▸ DO THIS: Exactly and only the lines from the one with "Target: blue jeans" through the end of the listing are to be transcribed, both ends included.

▸ ENTRIES SHOWN:

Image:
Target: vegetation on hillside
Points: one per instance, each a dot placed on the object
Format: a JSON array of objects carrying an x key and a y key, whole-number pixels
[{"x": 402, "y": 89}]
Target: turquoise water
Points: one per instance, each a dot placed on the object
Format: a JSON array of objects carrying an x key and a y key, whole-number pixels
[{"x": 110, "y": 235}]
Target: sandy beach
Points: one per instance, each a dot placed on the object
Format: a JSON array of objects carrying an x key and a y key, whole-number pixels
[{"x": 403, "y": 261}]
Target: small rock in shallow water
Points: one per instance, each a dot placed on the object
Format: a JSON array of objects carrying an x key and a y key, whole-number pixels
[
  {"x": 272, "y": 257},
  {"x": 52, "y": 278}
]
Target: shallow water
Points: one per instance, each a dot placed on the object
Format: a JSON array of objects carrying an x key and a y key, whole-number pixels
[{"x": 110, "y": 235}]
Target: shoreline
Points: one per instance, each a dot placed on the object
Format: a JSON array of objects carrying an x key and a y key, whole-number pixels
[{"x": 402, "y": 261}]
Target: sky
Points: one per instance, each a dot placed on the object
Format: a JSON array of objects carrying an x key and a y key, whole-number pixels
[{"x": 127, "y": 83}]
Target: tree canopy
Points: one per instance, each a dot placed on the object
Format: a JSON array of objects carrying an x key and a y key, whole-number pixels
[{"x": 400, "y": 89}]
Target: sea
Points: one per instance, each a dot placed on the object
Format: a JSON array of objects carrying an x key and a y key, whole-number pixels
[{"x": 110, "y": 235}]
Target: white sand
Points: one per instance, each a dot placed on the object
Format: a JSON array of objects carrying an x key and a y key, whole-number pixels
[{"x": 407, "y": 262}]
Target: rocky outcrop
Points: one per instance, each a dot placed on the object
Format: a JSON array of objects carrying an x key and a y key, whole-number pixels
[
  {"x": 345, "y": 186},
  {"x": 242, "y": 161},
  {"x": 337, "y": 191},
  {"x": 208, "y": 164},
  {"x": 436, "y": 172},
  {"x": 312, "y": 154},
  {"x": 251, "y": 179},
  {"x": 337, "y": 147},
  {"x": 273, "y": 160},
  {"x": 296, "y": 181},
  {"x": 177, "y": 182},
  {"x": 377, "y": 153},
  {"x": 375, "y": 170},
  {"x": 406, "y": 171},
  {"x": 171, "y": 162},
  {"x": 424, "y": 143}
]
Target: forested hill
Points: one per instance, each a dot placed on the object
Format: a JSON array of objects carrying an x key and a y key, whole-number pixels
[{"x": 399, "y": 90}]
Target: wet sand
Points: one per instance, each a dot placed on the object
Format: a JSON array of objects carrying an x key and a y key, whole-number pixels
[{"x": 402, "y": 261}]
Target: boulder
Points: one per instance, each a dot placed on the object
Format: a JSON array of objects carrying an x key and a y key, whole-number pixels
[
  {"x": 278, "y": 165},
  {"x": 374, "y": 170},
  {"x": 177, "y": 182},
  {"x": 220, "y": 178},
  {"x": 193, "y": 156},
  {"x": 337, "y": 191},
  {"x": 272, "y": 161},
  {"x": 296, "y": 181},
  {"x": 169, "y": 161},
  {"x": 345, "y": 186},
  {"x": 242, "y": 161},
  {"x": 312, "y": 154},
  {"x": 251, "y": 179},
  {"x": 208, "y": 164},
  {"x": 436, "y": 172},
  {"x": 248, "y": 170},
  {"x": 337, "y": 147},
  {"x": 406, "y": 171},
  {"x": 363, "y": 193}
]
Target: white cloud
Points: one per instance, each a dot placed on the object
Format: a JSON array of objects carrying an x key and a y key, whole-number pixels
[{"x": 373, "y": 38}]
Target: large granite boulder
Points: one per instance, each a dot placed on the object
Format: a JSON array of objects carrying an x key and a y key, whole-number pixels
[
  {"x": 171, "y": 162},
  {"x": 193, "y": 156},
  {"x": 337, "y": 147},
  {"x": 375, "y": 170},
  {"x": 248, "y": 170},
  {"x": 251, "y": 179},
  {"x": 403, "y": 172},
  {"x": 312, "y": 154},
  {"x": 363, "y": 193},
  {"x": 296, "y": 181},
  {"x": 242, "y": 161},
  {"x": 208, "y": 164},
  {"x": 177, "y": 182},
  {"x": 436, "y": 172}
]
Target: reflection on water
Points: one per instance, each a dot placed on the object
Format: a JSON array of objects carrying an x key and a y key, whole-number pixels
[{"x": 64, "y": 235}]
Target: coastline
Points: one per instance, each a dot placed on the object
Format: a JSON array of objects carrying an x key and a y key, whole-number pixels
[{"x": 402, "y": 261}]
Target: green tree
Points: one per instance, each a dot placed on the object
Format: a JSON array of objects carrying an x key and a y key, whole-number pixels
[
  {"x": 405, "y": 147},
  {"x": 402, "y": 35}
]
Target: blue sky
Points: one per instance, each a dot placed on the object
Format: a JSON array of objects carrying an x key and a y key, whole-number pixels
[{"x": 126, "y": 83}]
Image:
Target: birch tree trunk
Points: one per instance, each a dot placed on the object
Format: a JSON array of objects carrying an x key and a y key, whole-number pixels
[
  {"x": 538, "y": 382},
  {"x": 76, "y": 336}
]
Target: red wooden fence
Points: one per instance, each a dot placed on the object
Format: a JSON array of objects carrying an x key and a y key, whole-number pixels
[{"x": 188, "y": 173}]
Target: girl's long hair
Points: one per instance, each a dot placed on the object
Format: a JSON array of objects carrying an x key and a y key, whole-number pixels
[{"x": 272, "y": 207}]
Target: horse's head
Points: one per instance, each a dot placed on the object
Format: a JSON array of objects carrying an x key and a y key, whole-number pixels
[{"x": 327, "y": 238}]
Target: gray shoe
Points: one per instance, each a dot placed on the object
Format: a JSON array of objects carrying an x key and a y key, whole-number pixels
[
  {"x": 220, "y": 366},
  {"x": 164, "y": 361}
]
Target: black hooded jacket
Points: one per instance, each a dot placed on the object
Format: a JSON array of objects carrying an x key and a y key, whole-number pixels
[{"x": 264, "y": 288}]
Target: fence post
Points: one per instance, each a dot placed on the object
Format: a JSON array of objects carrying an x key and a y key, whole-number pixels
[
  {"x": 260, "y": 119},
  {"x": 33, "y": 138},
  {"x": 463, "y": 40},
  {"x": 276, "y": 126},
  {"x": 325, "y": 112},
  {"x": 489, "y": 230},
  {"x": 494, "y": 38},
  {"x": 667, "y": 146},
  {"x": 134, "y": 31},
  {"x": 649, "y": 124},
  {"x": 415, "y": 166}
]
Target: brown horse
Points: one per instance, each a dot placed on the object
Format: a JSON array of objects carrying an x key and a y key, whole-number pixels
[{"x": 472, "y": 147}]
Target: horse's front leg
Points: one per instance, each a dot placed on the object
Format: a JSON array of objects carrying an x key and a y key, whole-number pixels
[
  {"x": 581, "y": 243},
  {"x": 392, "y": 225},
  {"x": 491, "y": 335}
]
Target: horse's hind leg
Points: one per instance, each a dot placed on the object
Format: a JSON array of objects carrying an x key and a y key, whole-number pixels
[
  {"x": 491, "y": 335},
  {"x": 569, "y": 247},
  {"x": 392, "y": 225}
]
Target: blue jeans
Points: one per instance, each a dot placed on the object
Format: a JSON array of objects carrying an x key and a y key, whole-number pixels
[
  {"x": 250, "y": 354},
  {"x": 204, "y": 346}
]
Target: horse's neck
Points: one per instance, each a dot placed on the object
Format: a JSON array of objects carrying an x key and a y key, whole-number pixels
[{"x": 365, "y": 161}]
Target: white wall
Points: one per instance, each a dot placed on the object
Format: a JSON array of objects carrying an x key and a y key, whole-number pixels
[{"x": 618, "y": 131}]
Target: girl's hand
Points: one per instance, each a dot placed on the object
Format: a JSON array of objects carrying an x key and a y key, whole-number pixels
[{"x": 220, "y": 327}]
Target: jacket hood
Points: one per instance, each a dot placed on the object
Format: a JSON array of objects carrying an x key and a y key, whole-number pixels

▸ RESULT:
Target: blue jeans
Points: one per instance, each a dot placed on the object
Format: a JSON array of objects carrying an x key and a y key, whole-number pixels
[
  {"x": 250, "y": 354},
  {"x": 204, "y": 346}
]
Target: horse's neck
Points: one per instance, each a dot placed on the object
Format: a JSON array of objects carrying an x key and a y key, whole-number pixels
[{"x": 365, "y": 161}]
Target: white wall
Points: one per instance, each a dot placed on the object
Format: a JSON array of objects carrying an x key and a y key, whole-number pixels
[{"x": 618, "y": 131}]
Target: girl's hand
Points: one per instance, each a dot placed on the object
Format: a JSON array of objects carrying an x key and a y key, whole-number pixels
[{"x": 220, "y": 327}]
Target: jacket hood
Points: one per instance, each a dot placed on the object
Format: a JSON array of objects carrying an x key and a y key, whole-number pixels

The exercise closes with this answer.